Source passage.

The initial design of internet and web protocols assumed an environment where servers, clients, and routers cooperate and follow standard protocols except for unintentional errors. However, as the amount sensitivity of usage increased, concerns about security, fraud and attacks became important. In particular, since currently internet access is widely available, it is very easy for attackers to obtain many client (and even host) connections and addresses, and use them to launch different attacks, both on the networking itself and on other hosts and clients. Today's attackers are more likely to host their malicious files on the web. They may even update those files constantly using automated tools. When you are surfing the Internet, it is easy to visit sites you think are safe but are not. These sites can introduce malware when you click the site itself, when you download a file from the site manually and install it, or worse, when you are conned into believing the site you are visiting is a real site, but in fact is nothing more than a fake used to garner your personal information. From a network security perspective, a browser is essentially a somewhat controlled hole in your organization’s firewall that leads to the heart of what it is you are trying to protect.
While browser designers do try to limit what attackers can do from within a browser, much of the security relies far too heavily on the browser user, who often has other interests besides security. There are limits to what a browser developer can compensate for, and browser users will not always accept the constraints of security that a browser establishes.
Other than the general design of HTTP, HTML, and related mechanisms discussed previously, a handful of browser engineering decisions tend to contribute to a disproportional of day-to-day security woes. Understanding these properties is sometimes important for properly assessing the likelihood and maximum impact of security breaches, and hence determining the safety of user data. Some of the pivotal, open-ended issues include:
Relatively unsafe core programming languages: C++ is used for a majority of code in Internet Explorer, Firefox, Safari, Opera, and Chrome; C is used in certain highperformance or low-level areas, such as image manipulation libraries. The choice of C and C++ means that browsers are regularly plagued by memory management and integer overflow problems, despite considerable ongoing audit efforts.
No security compartmentalization: once control of the process is seized due to common implementation flaws, most browsers provide essentially unconstrained access to the user context they are running in. This means that browser bugs - historically, very common - easily lead to total system integrity loss.
Inconsistent and haphazard data storage practices: browsers use a mix of random storage methods to keep temporary files, downloads, configuration data, and sensitive records such as passwords, browsing history, saved cookies, or cache entries. These methods include system registry, database container files, drop-off directories, text-based configs (CSV, INI, tab-delimited, XML), and proprietary binary files. The data may be stored in user home directories, system-wide temporary directories, or global program installation folders. Controlling the permissions on all these resources and manipulating them securely is relatively difficult, contributing to many problems, particularly in multi-user systems, or when multiple browsers are used by the same user.

Listing.
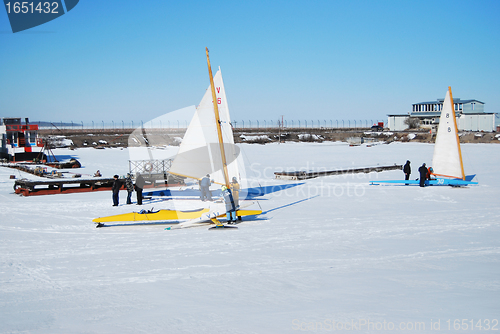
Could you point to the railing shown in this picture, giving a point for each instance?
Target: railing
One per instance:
(237, 124)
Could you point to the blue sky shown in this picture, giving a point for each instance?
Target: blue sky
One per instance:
(136, 60)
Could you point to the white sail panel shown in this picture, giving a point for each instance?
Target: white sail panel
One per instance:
(447, 159)
(199, 153)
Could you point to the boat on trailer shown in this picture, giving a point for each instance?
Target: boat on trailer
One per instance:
(20, 141)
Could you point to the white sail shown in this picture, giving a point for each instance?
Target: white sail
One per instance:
(199, 153)
(447, 159)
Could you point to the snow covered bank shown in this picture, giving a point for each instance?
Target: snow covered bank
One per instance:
(331, 249)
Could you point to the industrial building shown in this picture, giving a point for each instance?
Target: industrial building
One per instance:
(470, 116)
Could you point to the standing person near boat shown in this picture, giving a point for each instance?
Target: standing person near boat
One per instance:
(235, 188)
(230, 206)
(423, 174)
(407, 170)
(205, 188)
(139, 186)
(117, 184)
(130, 188)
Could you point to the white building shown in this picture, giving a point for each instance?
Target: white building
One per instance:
(470, 116)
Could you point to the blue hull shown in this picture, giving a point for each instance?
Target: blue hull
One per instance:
(436, 182)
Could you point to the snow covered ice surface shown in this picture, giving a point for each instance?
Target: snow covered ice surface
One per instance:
(332, 251)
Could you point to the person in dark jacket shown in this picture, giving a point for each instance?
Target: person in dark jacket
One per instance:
(423, 174)
(130, 188)
(205, 188)
(407, 170)
(230, 207)
(139, 186)
(117, 184)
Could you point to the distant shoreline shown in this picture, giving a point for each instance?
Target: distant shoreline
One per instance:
(120, 137)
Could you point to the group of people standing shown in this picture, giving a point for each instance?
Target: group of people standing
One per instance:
(425, 173)
(130, 186)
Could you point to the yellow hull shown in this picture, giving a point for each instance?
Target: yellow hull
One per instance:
(167, 215)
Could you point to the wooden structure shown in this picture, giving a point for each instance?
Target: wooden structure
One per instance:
(58, 186)
(301, 175)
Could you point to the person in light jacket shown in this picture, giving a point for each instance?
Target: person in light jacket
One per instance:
(230, 207)
(205, 183)
(130, 188)
(423, 174)
(117, 184)
(407, 170)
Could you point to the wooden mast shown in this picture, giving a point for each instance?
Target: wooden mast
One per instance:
(456, 132)
(217, 121)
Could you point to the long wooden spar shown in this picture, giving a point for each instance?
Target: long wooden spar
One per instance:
(217, 121)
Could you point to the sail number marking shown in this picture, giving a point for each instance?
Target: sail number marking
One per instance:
(28, 7)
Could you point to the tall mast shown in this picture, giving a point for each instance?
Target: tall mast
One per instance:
(456, 131)
(217, 121)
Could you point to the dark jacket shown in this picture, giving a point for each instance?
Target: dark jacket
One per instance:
(205, 182)
(139, 182)
(117, 184)
(407, 168)
(423, 172)
(129, 184)
(228, 199)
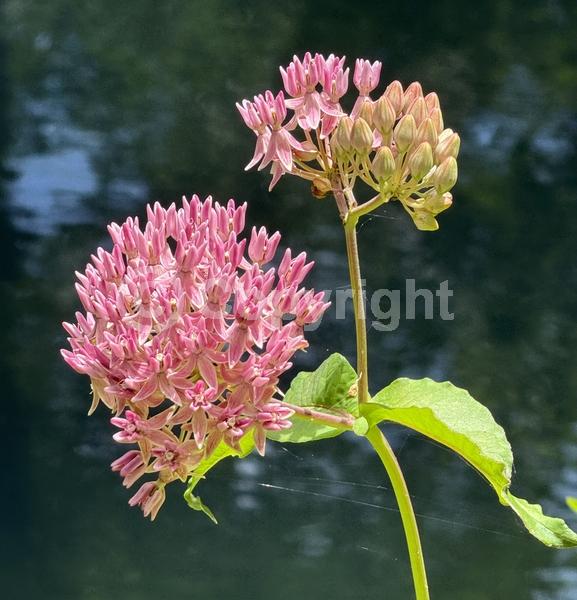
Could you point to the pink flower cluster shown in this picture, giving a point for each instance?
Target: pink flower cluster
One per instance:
(396, 144)
(185, 335)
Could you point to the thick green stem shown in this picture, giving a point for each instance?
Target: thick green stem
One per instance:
(375, 436)
(359, 306)
(379, 442)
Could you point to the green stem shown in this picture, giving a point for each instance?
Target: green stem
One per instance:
(379, 442)
(375, 436)
(359, 307)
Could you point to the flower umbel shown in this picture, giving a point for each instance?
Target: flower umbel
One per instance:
(185, 335)
(396, 143)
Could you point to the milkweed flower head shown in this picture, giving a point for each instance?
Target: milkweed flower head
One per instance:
(186, 331)
(395, 142)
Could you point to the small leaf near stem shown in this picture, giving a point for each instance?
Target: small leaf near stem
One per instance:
(325, 402)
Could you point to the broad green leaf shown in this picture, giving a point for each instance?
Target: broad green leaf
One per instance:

Exercise description.
Extend the passage on browser security from its final sentence onward.

Exercise answer.
Inconsistent and overly complex security UIs: a vast majority of browsers employ highly inconsistent UI elements and security messaging, including several styles of modal prompts, interstitials, icons, color codes, and messages that pop up either on the bottom or on the top of the document window. Usability studies consistently show that at least some of these features are easily misidentified, misunderstood, or trivial to spoof (this is particularly the case for interstitials and notification bars that are not anchored in browser UI). Although a gradual improvement may be observed in certain aspects, further coordinated work in this area seems to be necessary.
Link manipulation : Most methods of phishing use some form of technical deception designed to make a link in an e-mail (and the spoofed website it leads to) appear to belong to the spoofed organization. Misspelled URLs or the use of subdomains are common tricks used by phishers. In the following example URL, http://www.yourbank.example.com/, it appears as though the URL will take you to the example section of the yourbank website; actually this URL points to the "yourbank" (i.e. phishing) section of the example website. Another common trick is to make the anchor text for a link appear to be valid, when the link actually goes to the phishers' site. The following example link, http://en.wikipedia.org/wiki/Genuine, appears to take you to an article entitled "Genuine"; clicking on it will in fact take you to the article entitled "Deception". In the lower left hand corner of most browsers you can preview and verify where the link is going to take you.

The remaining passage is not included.